- GIVEN INFORMATION:
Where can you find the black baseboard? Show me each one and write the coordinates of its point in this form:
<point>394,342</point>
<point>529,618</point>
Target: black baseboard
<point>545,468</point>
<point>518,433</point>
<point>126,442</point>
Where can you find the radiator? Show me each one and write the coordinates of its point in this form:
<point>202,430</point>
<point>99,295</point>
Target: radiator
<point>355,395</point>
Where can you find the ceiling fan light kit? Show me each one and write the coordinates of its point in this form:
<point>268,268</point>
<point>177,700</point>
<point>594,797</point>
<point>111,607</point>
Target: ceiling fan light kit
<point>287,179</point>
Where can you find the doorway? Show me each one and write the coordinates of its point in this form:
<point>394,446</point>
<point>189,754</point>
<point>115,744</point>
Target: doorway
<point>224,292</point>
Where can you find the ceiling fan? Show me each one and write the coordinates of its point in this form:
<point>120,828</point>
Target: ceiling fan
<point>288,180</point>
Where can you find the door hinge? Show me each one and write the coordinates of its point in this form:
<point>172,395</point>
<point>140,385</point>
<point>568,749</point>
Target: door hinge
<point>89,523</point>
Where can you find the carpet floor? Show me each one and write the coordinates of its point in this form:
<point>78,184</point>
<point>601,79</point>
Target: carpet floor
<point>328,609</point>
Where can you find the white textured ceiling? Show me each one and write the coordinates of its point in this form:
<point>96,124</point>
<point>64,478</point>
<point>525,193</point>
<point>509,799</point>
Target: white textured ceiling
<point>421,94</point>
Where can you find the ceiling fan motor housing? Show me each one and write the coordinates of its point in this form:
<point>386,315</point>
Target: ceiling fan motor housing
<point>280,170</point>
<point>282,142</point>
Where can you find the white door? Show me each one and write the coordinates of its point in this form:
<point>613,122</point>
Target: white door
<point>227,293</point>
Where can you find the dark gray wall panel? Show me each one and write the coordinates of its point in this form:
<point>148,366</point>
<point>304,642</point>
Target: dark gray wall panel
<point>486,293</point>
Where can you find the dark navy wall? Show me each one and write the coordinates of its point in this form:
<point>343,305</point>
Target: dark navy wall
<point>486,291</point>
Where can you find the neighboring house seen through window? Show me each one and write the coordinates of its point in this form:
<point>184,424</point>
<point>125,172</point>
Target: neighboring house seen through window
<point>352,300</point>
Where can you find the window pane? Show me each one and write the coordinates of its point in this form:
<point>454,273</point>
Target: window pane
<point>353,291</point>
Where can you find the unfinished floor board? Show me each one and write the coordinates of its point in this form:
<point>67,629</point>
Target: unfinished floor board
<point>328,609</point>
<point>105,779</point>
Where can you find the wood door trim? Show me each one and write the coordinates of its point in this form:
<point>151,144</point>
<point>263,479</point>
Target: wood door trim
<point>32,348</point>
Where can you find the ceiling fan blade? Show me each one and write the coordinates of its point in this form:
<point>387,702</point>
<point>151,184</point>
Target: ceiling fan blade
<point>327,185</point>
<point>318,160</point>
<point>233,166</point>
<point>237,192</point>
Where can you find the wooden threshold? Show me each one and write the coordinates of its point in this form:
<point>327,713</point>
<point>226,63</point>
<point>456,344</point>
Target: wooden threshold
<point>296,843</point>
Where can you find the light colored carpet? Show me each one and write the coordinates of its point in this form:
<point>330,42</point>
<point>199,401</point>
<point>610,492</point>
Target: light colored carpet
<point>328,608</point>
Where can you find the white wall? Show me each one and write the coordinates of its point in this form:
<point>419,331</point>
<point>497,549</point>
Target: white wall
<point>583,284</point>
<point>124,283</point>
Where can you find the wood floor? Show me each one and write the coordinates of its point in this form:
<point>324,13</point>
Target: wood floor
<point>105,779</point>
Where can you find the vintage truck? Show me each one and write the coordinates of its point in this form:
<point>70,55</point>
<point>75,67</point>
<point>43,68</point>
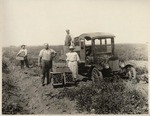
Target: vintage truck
<point>98,59</point>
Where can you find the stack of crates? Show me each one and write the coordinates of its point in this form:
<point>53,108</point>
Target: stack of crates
<point>61,75</point>
<point>57,78</point>
<point>68,78</point>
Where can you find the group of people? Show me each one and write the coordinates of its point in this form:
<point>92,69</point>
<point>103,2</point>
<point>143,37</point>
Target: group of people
<point>46,56</point>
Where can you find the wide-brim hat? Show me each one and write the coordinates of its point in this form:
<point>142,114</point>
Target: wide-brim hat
<point>71,47</point>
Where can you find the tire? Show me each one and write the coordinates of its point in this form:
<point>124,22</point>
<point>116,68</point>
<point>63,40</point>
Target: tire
<point>96,76</point>
<point>131,73</point>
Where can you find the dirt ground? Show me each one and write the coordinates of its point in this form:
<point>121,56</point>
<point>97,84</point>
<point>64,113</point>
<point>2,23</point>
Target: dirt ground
<point>42,99</point>
<point>38,99</point>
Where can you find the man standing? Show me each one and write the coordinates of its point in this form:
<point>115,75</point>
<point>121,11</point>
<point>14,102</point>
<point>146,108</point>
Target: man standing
<point>68,38</point>
<point>68,41</point>
<point>72,62</point>
<point>23,53</point>
<point>46,56</point>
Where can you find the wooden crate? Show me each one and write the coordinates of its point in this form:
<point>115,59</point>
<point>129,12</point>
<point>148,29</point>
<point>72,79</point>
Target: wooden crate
<point>57,78</point>
<point>68,78</point>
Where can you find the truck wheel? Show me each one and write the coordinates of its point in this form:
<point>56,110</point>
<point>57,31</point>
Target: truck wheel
<point>96,75</point>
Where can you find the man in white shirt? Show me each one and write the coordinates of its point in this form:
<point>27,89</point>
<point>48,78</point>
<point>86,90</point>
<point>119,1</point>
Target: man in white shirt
<point>46,56</point>
<point>72,62</point>
<point>68,41</point>
<point>23,53</point>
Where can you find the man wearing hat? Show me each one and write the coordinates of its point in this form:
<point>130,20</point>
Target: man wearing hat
<point>23,53</point>
<point>68,38</point>
<point>72,62</point>
<point>46,56</point>
<point>68,41</point>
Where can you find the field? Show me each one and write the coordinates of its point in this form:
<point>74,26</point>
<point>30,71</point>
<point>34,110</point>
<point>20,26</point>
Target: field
<point>22,92</point>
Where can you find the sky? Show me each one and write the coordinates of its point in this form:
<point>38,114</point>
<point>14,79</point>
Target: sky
<point>34,22</point>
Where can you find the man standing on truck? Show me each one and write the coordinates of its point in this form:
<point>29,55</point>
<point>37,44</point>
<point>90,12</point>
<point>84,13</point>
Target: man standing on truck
<point>45,59</point>
<point>72,62</point>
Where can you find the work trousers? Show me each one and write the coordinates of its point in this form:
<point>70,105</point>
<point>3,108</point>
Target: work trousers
<point>25,61</point>
<point>46,68</point>
<point>73,66</point>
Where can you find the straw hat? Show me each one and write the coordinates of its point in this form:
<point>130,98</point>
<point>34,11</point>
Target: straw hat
<point>22,45</point>
<point>71,47</point>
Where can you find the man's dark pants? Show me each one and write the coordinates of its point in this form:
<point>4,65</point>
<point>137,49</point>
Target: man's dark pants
<point>24,61</point>
<point>46,67</point>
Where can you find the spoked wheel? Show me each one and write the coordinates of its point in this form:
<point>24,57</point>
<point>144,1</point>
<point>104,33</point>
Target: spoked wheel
<point>131,73</point>
<point>96,75</point>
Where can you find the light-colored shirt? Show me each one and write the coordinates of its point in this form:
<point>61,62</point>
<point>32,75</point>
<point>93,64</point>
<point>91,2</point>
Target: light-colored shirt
<point>72,56</point>
<point>23,52</point>
<point>47,54</point>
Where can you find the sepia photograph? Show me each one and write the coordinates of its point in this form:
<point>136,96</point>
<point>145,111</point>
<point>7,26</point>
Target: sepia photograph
<point>75,57</point>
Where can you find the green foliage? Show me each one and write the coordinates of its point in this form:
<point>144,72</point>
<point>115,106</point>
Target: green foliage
<point>107,98</point>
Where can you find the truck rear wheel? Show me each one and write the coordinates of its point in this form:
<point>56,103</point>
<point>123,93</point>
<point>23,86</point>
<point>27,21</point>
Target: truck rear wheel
<point>96,75</point>
<point>132,73</point>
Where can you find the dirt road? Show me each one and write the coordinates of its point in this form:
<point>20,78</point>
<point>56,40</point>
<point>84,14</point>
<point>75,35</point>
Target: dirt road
<point>42,99</point>
<point>38,99</point>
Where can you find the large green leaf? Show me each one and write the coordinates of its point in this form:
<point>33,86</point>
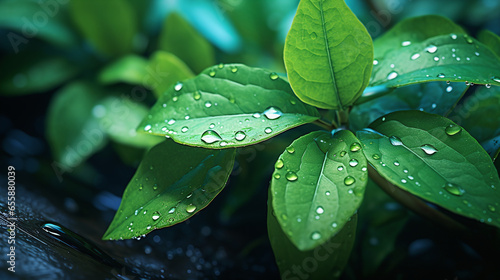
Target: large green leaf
<point>32,74</point>
<point>328,54</point>
<point>432,48</point>
<point>325,261</point>
<point>433,97</point>
<point>119,118</point>
<point>491,40</point>
<point>73,132</point>
<point>317,185</point>
<point>228,106</point>
<point>163,193</point>
<point>164,70</point>
<point>45,20</point>
<point>110,25</point>
<point>129,69</point>
<point>179,38</point>
<point>435,159</point>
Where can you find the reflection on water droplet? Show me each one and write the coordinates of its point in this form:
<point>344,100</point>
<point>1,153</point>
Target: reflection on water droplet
<point>240,136</point>
<point>355,147</point>
<point>349,180</point>
<point>178,86</point>
<point>395,141</point>
<point>279,164</point>
<point>291,176</point>
<point>453,189</point>
<point>315,235</point>
<point>392,75</point>
<point>428,149</point>
<point>210,137</point>
<point>431,49</point>
<point>452,129</point>
<point>190,208</point>
<point>156,215</point>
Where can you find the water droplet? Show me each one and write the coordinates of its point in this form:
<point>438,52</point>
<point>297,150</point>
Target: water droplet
<point>349,180</point>
<point>395,141</point>
<point>428,149</point>
<point>355,147</point>
<point>210,137</point>
<point>240,135</point>
<point>291,176</point>
<point>190,208</point>
<point>452,129</point>
<point>431,49</point>
<point>453,189</point>
<point>392,75</point>
<point>156,215</point>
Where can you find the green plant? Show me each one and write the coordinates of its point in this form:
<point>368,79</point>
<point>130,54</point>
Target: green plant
<point>422,64</point>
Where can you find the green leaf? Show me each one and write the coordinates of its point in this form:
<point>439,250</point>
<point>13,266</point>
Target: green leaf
<point>431,48</point>
<point>74,134</point>
<point>119,118</point>
<point>491,40</point>
<point>328,259</point>
<point>181,39</point>
<point>228,106</point>
<point>433,97</point>
<point>434,159</point>
<point>110,25</point>
<point>33,19</point>
<point>129,69</point>
<point>31,74</point>
<point>164,192</point>
<point>164,70</point>
<point>479,114</point>
<point>328,54</point>
<point>317,185</point>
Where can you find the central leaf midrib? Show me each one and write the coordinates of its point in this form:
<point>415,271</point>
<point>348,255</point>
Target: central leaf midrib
<point>327,47</point>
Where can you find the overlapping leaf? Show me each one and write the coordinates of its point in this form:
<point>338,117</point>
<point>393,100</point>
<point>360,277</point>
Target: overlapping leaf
<point>163,193</point>
<point>433,158</point>
<point>432,48</point>
<point>328,54</point>
<point>227,106</point>
<point>317,185</point>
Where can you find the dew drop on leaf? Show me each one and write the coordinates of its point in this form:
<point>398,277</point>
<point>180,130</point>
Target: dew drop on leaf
<point>190,208</point>
<point>210,137</point>
<point>428,149</point>
<point>452,129</point>
<point>349,180</point>
<point>291,176</point>
<point>240,136</point>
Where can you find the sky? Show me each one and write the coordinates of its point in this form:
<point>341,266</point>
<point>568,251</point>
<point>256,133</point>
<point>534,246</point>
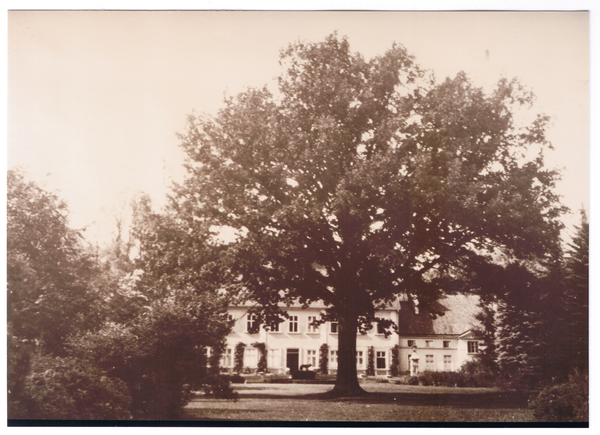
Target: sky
<point>95,99</point>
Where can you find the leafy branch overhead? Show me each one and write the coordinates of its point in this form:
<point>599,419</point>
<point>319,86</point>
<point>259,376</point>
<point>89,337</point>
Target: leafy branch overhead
<point>360,180</point>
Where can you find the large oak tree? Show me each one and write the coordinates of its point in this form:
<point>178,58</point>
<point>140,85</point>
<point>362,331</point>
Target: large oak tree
<point>362,180</point>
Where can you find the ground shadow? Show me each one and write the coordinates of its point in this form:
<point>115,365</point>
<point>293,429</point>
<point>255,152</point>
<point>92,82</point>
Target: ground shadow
<point>484,400</point>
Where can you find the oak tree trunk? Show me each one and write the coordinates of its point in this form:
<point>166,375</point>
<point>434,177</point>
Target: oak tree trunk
<point>346,383</point>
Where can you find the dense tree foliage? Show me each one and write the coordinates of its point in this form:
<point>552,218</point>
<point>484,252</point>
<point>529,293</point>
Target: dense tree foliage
<point>360,180</point>
<point>577,296</point>
<point>536,317</point>
<point>96,335</point>
<point>50,275</point>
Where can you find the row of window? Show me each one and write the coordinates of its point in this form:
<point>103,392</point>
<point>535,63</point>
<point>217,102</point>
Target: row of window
<point>472,346</point>
<point>430,362</point>
<point>274,358</point>
<point>251,325</point>
<point>428,343</point>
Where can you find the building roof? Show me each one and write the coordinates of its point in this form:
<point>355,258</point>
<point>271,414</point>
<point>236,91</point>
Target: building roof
<point>393,305</point>
<point>458,317</point>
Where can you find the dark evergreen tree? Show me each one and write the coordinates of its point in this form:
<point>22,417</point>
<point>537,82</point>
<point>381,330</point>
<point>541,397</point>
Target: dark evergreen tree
<point>577,296</point>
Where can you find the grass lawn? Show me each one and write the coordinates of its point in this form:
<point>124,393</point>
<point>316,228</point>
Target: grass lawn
<point>388,402</point>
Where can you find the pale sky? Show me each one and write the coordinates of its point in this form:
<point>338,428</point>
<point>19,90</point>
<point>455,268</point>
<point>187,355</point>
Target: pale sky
<point>95,98</point>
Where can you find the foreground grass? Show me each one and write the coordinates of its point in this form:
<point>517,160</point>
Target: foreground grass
<point>305,403</point>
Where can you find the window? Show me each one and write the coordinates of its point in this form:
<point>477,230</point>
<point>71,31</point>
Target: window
<point>312,329</point>
<point>360,362</point>
<point>293,327</point>
<point>381,361</point>
<point>447,363</point>
<point>429,362</point>
<point>227,358</point>
<point>473,346</point>
<point>274,358</point>
<point>251,325</point>
<point>333,358</point>
<point>334,327</point>
<point>250,355</point>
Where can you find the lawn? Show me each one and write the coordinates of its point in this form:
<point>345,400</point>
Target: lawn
<point>387,403</point>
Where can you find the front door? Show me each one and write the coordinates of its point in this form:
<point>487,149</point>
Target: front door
<point>293,359</point>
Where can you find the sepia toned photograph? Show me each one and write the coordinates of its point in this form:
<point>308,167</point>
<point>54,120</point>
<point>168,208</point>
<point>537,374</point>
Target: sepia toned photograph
<point>298,218</point>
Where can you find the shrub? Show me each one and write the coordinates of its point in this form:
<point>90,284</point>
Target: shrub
<point>220,387</point>
<point>236,379</point>
<point>68,388</point>
<point>305,375</point>
<point>262,360</point>
<point>413,380</point>
<point>568,402</point>
<point>426,378</point>
<point>478,374</point>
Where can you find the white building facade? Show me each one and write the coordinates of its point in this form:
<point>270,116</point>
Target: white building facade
<point>297,342</point>
<point>424,343</point>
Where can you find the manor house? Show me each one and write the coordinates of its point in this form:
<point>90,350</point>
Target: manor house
<point>424,342</point>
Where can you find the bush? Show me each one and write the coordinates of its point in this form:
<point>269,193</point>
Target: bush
<point>478,374</point>
<point>413,380</point>
<point>70,389</point>
<point>568,402</point>
<point>220,387</point>
<point>236,379</point>
<point>304,375</point>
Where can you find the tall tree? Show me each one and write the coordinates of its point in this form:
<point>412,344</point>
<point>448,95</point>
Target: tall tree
<point>361,180</point>
<point>577,295</point>
<point>51,291</point>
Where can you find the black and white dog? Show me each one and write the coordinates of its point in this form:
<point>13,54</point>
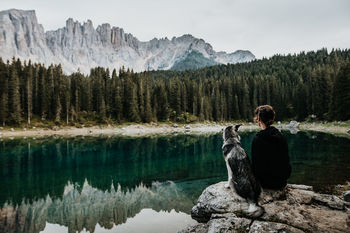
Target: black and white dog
<point>240,175</point>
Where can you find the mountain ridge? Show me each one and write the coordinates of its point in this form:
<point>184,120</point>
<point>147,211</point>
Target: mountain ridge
<point>82,46</point>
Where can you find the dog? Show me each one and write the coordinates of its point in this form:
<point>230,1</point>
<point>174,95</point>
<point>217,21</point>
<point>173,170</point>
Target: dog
<point>240,174</point>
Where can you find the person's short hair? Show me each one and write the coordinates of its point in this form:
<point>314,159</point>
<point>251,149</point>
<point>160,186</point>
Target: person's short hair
<point>265,114</point>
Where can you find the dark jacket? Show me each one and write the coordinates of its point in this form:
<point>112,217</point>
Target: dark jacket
<point>270,159</point>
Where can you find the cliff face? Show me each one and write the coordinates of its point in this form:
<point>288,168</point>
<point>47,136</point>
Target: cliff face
<point>296,209</point>
<point>82,46</point>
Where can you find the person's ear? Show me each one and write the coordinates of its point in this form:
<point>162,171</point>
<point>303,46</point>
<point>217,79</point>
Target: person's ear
<point>237,126</point>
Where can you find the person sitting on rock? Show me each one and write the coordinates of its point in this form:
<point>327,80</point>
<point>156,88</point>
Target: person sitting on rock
<point>270,159</point>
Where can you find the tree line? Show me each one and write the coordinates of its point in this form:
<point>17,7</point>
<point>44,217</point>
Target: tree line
<point>299,86</point>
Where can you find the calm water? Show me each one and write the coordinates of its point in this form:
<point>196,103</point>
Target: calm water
<point>119,184</point>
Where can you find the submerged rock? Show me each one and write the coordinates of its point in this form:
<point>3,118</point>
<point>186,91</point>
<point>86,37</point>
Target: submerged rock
<point>297,208</point>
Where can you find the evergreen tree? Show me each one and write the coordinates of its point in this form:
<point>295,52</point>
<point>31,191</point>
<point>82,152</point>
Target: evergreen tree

- THE TASK:
Output exactly the lines above, from the one holding "Where can you find the dark jacket?" through the end of the data, including the first and last.

- FINAL RESULT:
Where can you find the dark jacket? Show me each one and write the coordinates of its point in this form:
<point>112,217</point>
Target: dark jacket
<point>270,159</point>
Where can you find the cliff face? Show me each one and write the coordinates of its point in this form:
<point>288,168</point>
<point>47,136</point>
Target: cliff face
<point>296,209</point>
<point>82,46</point>
Where can you find the person's ear? Show me each one and write the coordinates of its point in this form:
<point>162,171</point>
<point>303,46</point>
<point>217,79</point>
Target: person's ear
<point>237,126</point>
Where can you find the person sitting on rock? Show me each one and write the coordinates of its point in this form:
<point>327,80</point>
<point>156,88</point>
Target: person sitting on rock
<point>270,159</point>
Where can you find the tree line? Show me each one and write the coordinates of its point in this form:
<point>17,7</point>
<point>44,217</point>
Target: tree line
<point>299,86</point>
Where can you find the calm water? Show me each one and write the coordinates of its point in this form:
<point>196,103</point>
Target: calm water
<point>119,184</point>
Where can you find the submerged rock? Show me each one and write the coordinates of its point in this form:
<point>3,118</point>
<point>186,91</point>
<point>86,37</point>
Target: submerged rock
<point>297,208</point>
Where can you find the evergreen tree? Show me each one and write the coordinates of its point in this form:
<point>295,52</point>
<point>31,191</point>
<point>82,152</point>
Target: evergreen tree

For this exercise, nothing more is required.